Can you retype only the lines from the one with "Exercise. Mark the outstretched" through the final line of the material, exactly as given?

[Entries from a point annotation set]
_ _ _ _

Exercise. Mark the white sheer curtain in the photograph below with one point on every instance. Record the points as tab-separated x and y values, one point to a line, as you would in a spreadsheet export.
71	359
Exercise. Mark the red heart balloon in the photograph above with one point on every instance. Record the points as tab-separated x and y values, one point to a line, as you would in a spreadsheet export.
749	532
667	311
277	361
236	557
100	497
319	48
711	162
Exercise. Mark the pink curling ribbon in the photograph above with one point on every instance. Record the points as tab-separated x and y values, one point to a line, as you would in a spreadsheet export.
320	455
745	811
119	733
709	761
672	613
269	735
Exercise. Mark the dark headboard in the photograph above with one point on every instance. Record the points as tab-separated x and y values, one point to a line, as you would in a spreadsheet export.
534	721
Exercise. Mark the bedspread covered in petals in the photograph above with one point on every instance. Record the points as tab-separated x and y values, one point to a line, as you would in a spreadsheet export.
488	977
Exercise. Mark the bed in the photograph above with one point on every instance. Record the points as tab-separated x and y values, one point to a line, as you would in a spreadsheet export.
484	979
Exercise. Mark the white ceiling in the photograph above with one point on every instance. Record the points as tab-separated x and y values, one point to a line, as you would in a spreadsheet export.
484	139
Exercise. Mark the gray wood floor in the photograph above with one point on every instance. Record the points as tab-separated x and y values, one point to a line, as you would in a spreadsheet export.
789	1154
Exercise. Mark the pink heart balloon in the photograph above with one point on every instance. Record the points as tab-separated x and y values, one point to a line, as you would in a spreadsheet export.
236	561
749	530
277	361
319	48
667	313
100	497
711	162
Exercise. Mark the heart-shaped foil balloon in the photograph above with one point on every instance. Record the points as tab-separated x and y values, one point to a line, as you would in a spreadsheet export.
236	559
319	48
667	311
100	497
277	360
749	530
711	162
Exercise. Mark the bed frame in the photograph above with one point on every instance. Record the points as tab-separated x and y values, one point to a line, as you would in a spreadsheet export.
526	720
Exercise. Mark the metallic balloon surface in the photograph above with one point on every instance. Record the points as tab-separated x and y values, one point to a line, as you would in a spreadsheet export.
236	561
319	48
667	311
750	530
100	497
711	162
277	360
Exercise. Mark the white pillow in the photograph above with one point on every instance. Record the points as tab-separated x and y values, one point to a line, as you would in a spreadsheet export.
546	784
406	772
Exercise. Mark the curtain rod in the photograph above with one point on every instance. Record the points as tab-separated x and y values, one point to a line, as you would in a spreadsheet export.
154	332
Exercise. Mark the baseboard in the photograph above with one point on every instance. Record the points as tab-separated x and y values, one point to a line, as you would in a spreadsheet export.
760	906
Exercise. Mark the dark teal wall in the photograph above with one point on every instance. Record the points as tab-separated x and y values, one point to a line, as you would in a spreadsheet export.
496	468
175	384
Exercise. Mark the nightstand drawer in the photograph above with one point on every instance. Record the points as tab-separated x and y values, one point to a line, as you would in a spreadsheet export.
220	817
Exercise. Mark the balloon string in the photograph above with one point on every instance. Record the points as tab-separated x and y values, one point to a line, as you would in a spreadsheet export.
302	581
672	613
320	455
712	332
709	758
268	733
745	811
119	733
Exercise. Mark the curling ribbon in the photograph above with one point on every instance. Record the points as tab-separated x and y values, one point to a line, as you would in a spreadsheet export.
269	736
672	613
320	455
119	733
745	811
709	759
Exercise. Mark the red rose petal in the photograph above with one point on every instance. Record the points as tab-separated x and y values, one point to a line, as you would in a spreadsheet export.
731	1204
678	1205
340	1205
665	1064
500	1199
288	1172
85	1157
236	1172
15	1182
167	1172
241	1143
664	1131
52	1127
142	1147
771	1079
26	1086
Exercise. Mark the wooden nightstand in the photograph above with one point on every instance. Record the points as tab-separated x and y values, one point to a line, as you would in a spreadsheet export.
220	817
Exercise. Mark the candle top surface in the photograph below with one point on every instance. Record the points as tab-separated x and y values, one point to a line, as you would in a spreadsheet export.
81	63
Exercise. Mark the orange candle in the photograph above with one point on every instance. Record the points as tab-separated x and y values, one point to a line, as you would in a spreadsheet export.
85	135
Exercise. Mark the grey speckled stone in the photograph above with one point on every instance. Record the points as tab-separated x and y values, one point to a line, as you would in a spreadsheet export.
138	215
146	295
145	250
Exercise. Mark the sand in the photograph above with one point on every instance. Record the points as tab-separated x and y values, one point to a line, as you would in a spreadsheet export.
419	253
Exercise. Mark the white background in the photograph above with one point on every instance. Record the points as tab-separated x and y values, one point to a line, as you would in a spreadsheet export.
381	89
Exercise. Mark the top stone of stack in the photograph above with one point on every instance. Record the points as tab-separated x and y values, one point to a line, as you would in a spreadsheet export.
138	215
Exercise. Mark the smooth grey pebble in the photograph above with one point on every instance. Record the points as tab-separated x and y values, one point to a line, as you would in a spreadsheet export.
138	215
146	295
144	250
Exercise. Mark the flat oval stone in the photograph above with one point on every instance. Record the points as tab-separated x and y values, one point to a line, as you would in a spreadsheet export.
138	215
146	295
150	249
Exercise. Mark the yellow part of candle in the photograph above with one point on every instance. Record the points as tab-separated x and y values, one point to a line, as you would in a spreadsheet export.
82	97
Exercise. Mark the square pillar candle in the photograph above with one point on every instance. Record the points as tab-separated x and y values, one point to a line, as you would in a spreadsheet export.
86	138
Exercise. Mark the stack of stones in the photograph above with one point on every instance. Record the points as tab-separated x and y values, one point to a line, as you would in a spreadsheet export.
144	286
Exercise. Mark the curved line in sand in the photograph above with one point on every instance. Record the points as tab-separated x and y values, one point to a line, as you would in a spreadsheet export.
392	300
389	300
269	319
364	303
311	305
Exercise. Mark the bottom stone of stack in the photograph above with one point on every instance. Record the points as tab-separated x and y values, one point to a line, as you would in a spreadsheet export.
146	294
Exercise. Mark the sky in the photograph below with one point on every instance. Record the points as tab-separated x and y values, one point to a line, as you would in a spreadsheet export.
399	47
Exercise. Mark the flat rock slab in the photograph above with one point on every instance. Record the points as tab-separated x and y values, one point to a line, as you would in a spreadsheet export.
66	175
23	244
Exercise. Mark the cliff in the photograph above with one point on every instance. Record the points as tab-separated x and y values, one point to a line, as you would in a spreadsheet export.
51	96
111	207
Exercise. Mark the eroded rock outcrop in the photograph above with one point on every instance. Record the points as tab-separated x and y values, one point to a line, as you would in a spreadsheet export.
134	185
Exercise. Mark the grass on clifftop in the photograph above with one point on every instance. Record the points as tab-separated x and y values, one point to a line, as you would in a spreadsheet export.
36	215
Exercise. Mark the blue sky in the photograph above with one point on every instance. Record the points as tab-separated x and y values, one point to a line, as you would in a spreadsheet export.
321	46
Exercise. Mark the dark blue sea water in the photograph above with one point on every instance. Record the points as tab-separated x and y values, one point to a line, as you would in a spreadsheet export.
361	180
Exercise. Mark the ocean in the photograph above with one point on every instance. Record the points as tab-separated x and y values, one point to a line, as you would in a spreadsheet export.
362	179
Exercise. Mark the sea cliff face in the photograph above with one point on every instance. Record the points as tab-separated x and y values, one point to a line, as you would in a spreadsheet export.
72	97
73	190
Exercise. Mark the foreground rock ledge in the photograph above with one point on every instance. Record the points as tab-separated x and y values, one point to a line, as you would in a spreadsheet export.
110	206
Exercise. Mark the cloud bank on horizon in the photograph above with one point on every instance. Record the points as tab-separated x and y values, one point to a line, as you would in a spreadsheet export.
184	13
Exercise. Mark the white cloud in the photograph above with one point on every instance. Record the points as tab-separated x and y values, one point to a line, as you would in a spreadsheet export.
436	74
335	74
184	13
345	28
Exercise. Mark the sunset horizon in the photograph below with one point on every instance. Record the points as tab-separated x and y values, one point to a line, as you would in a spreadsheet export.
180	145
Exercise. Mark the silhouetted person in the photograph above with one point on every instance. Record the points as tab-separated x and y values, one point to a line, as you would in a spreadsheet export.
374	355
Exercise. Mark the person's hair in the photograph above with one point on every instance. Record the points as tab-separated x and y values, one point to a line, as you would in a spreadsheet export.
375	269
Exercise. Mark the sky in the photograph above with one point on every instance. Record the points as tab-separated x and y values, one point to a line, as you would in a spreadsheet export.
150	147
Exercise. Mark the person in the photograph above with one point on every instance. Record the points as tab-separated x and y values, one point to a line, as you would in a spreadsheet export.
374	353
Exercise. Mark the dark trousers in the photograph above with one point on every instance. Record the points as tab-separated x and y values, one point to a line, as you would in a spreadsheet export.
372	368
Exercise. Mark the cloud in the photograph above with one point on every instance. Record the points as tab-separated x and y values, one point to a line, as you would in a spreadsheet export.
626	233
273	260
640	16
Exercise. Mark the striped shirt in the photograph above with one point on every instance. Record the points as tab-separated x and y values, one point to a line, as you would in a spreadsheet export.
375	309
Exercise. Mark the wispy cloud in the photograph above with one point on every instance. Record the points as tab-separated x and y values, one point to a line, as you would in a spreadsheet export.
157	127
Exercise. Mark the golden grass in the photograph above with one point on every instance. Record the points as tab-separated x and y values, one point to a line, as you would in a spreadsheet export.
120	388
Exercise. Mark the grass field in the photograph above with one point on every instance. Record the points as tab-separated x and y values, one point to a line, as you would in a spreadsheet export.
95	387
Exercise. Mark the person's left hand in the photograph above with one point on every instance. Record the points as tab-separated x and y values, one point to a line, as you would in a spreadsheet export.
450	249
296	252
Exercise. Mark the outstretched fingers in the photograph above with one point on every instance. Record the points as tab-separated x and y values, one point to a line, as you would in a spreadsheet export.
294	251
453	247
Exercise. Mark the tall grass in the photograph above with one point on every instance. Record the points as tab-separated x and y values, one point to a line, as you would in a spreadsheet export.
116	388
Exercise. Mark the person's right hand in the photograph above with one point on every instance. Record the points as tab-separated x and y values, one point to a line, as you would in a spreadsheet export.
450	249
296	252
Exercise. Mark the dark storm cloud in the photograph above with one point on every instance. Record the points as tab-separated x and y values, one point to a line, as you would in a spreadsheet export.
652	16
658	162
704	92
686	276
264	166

_ _ _ _

*The solution*
Exercise. Mark the outstretched fingers in the photograph above with one point on every instance. Record the points as tab-separated x and y values, one point to a line, as you would in a spreadsheet export.
294	251
453	247
Exercise. Mark the tall grass in the photograph above with one point on every instance. Record the points as tab-separated x and y values, one point to a line, as you would in a spreadsheet export.
116	388
Exercise. Mark the person's right hand in the photograph above with one point on every instance. Record the points as tab-separated x and y values, one point to a line, as you would in a spreadsheet export.
450	249
296	252
Exercise. Mark the dark storm cloud in the photograph above with one point on every instance. Record the points as tab-separated x and y values, one point to a line, as you would in a spreadsheet export.
652	16
658	162
704	92
686	276
264	166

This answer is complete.